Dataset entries
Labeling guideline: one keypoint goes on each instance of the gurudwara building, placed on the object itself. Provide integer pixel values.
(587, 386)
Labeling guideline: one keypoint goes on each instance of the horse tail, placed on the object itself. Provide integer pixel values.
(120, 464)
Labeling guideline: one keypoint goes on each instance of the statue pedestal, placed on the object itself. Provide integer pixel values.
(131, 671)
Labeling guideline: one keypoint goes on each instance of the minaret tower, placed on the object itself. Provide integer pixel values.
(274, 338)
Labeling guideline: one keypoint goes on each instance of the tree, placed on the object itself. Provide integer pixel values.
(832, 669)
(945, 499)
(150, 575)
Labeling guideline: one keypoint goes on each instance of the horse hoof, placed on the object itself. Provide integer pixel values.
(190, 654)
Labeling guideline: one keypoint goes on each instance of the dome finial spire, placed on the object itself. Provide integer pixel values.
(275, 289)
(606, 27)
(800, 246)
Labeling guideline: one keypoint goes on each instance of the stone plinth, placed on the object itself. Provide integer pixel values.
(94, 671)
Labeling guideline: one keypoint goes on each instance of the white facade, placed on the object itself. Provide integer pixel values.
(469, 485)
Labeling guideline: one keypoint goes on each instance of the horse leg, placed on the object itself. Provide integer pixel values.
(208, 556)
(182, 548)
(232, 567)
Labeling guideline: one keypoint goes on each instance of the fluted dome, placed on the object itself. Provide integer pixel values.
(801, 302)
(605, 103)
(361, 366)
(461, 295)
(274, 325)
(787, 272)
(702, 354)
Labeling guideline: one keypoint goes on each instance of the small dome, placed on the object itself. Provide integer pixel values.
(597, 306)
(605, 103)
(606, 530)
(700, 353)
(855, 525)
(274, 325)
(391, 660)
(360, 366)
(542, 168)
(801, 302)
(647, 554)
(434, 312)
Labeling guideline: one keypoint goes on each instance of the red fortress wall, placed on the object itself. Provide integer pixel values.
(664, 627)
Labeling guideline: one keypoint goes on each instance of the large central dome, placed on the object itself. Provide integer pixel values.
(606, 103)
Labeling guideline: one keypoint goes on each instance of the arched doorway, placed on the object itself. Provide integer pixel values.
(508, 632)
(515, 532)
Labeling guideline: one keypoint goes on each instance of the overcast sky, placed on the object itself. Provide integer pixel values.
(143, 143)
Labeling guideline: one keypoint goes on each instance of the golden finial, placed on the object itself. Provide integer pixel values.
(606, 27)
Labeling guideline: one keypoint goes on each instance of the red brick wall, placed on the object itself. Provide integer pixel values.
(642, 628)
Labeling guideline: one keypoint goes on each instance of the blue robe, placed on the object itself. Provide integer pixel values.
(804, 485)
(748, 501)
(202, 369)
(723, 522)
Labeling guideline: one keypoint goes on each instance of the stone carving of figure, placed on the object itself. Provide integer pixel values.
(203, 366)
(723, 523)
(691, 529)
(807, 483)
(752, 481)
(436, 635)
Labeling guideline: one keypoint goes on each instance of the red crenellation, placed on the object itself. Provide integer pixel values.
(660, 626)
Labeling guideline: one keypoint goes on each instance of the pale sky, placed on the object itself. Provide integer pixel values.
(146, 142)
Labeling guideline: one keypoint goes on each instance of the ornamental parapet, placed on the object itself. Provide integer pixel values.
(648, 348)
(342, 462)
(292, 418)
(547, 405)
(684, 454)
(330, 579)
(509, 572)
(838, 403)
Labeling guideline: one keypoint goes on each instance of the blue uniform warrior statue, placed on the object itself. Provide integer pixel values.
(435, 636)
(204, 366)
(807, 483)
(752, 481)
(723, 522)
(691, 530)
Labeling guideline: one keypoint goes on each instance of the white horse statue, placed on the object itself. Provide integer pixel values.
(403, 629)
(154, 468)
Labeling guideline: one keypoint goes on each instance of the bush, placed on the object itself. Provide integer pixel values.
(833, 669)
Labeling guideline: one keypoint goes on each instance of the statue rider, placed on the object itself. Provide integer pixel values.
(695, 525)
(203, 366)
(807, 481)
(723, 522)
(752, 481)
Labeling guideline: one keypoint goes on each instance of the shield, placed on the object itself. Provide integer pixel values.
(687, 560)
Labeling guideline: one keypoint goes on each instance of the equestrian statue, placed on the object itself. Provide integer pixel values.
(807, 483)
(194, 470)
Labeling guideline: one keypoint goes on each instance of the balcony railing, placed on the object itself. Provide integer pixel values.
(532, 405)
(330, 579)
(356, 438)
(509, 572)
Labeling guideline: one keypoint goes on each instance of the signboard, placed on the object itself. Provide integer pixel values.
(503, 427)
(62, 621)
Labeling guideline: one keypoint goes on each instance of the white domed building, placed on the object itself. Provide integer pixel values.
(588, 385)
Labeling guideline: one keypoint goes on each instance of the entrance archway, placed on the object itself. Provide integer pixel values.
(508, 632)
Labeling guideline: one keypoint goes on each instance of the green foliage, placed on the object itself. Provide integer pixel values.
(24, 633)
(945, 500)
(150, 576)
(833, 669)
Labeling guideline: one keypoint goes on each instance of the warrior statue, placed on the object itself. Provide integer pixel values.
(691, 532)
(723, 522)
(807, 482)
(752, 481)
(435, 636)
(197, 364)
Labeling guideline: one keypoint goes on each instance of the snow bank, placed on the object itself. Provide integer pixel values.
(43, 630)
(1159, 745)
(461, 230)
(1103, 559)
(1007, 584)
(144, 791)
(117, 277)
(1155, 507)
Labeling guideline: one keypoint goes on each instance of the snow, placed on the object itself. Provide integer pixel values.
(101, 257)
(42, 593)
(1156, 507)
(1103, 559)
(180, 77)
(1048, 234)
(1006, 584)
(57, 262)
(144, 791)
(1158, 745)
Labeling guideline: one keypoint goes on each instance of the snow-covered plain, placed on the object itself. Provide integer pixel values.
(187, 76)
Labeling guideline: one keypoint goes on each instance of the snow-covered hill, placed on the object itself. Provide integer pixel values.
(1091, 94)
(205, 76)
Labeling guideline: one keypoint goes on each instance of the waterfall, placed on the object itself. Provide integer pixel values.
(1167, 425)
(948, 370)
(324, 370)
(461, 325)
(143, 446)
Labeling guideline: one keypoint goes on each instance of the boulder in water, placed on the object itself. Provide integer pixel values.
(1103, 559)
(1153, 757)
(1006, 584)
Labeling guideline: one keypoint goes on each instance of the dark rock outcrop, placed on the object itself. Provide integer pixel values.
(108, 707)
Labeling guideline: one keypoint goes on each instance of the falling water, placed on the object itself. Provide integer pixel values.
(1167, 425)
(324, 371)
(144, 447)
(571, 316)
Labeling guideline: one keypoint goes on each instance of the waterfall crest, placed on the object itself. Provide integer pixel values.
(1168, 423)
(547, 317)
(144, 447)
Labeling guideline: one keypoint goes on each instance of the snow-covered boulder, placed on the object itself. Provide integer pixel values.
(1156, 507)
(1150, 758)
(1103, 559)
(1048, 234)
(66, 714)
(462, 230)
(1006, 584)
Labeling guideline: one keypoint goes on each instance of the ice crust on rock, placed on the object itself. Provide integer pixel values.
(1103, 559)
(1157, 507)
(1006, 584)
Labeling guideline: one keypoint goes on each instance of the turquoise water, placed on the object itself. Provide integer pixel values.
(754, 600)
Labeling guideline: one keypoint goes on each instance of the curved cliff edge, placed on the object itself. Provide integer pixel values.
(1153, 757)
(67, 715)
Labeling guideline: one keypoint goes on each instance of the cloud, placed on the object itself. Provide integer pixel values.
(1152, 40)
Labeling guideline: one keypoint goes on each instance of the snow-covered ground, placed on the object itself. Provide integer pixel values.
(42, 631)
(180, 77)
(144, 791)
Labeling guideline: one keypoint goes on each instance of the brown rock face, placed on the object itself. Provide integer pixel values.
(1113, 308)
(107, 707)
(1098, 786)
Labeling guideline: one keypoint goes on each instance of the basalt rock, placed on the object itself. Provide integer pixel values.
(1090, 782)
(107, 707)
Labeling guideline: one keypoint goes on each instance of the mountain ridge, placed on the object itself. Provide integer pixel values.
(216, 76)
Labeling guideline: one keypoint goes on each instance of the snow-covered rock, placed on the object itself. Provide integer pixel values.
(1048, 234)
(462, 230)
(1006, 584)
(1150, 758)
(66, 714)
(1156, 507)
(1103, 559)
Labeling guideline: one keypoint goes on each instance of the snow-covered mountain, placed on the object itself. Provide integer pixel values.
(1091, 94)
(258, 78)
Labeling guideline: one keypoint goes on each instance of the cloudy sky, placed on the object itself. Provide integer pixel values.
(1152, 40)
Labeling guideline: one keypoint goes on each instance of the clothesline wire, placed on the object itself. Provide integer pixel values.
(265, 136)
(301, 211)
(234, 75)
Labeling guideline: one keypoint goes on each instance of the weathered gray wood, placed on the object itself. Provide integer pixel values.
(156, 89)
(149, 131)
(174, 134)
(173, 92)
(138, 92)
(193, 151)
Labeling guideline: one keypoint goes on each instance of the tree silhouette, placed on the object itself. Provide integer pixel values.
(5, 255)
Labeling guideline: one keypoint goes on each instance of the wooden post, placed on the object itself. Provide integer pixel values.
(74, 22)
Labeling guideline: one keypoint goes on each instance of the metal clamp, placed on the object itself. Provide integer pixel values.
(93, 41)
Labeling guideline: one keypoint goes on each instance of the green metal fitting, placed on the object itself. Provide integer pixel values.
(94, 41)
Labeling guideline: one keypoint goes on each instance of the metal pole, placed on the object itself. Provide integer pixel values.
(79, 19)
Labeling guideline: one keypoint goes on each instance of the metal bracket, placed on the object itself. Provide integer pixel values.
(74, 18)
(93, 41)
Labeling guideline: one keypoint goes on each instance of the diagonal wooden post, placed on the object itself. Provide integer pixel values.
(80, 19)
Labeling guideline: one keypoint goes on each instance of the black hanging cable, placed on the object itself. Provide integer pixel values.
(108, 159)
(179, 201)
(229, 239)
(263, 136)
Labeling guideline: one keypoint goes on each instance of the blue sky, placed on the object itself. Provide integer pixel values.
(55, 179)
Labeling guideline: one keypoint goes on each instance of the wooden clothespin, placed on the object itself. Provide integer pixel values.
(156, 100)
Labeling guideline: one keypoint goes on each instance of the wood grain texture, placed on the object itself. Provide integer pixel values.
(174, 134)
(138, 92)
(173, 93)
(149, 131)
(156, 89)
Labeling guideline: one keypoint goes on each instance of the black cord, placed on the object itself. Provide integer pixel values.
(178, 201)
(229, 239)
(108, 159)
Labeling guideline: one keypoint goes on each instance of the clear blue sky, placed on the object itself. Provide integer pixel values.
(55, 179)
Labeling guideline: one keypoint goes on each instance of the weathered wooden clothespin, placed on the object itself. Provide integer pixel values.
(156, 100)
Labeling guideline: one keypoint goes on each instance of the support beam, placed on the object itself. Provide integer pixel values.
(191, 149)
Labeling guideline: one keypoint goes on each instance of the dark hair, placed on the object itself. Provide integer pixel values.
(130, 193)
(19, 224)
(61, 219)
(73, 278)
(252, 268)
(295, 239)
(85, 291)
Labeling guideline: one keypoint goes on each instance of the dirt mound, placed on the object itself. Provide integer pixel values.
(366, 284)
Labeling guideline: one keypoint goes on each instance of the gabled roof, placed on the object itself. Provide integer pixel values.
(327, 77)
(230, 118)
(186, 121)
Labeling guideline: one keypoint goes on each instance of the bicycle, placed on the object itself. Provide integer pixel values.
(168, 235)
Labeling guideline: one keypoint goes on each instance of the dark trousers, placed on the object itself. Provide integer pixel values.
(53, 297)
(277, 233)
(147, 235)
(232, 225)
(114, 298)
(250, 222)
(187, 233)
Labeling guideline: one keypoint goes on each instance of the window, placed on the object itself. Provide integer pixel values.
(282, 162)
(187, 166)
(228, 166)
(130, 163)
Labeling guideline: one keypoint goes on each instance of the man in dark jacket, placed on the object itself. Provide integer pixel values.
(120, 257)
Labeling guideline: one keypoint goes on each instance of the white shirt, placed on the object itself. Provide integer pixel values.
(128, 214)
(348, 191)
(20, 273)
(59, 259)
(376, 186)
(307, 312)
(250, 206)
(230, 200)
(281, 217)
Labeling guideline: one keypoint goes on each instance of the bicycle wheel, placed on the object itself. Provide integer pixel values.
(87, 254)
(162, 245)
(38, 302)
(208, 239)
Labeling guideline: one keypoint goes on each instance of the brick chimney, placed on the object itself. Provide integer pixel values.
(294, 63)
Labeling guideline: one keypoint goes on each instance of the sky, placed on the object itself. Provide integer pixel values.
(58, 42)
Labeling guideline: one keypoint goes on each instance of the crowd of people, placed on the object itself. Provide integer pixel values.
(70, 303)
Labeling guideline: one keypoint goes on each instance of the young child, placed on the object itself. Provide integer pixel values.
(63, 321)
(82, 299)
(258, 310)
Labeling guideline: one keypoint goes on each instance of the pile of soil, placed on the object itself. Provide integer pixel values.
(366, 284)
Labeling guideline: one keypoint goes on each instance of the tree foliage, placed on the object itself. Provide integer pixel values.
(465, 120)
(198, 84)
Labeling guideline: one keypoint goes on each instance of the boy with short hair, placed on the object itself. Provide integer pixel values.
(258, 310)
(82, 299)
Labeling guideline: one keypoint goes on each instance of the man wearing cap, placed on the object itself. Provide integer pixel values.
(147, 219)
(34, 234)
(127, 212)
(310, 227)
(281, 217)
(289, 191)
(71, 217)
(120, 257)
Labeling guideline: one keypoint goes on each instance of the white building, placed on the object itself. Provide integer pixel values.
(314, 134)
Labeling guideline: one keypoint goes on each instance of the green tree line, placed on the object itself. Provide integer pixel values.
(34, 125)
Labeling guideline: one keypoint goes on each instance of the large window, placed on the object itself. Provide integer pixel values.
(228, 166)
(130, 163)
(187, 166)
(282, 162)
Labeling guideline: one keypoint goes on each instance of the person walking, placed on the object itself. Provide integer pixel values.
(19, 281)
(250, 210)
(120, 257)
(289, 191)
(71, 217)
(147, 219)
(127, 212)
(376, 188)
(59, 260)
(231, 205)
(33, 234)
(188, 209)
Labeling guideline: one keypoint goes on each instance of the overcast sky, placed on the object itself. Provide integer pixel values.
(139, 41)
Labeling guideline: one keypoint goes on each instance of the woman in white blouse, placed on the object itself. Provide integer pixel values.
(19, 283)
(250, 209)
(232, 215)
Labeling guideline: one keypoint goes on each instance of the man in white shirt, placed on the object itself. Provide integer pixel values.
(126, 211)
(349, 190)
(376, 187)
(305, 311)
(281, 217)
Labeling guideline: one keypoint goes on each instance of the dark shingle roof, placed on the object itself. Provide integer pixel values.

JOB:
Copy the lines of the records above verbatim, starting at the line containing "the bush, placed" and ending with the line containing "(1158, 745)", both included.

WORKED SOLUTION:
Labeling guideline: one keypoint goes on each instance of the bush, placed on the object itself. Provide integer pixel values.
(833, 669)
Labeling guideline: one keypoint goes on each instance of the statue rider, placed on the object itself. Provide integer pixel values.
(695, 525)
(203, 366)
(807, 481)
(723, 522)
(752, 481)
Labeling guideline: one keypoint goes on each instance of the shield, placed on the object itself. Provide integer pixel values.
(687, 560)
Labeling guideline: one keypoint goes on each instance of the equestrian statue, placed on the object itself. Provide integer pixel values.
(807, 483)
(194, 470)
Labeling guideline: one keypoint goes on each instance of the balcony railing, placed on the object itself. Provide integer pixel values.
(532, 405)
(330, 579)
(356, 438)
(509, 572)
Labeling guideline: one keypoint goes on each instance of the signboard, placed on the object itself. Provide integer pixel values.
(503, 427)
(62, 621)
Labeling guideline: one keypoint goes on each instance of the white domed building, placed on the object itself. Provide integer pixel values.
(588, 385)
Labeling guideline: one keypoint goes on each instance of the entrance archway, placed on the object itself. Provide integer pixel values.
(508, 632)
Labeling guideline: one keypoint goes on each instance of the green foliage, placed on the object itself. Provide integer pixel values.
(24, 633)
(945, 500)
(150, 576)
(833, 669)
Labeling guideline: one keypoint goes on each instance of the warrior statue, placed on the object itself. Provide integer pixel values.
(691, 532)
(723, 522)
(807, 482)
(752, 481)
(435, 636)
(197, 364)
Labeling guideline: one keypoint goes on each instance of the snow bank, placed on the object itself. Provide integer pixel values.
(43, 630)
(1159, 745)
(461, 230)
(1103, 559)
(1007, 584)
(144, 791)
(117, 277)
(1155, 507)
Labeling guideline: one keypoint goes on each instance of the snow, placed on the object itself. Provide integer pixel values.
(101, 257)
(42, 593)
(1156, 507)
(1103, 559)
(180, 77)
(1048, 234)
(1006, 584)
(57, 262)
(144, 791)
(1158, 745)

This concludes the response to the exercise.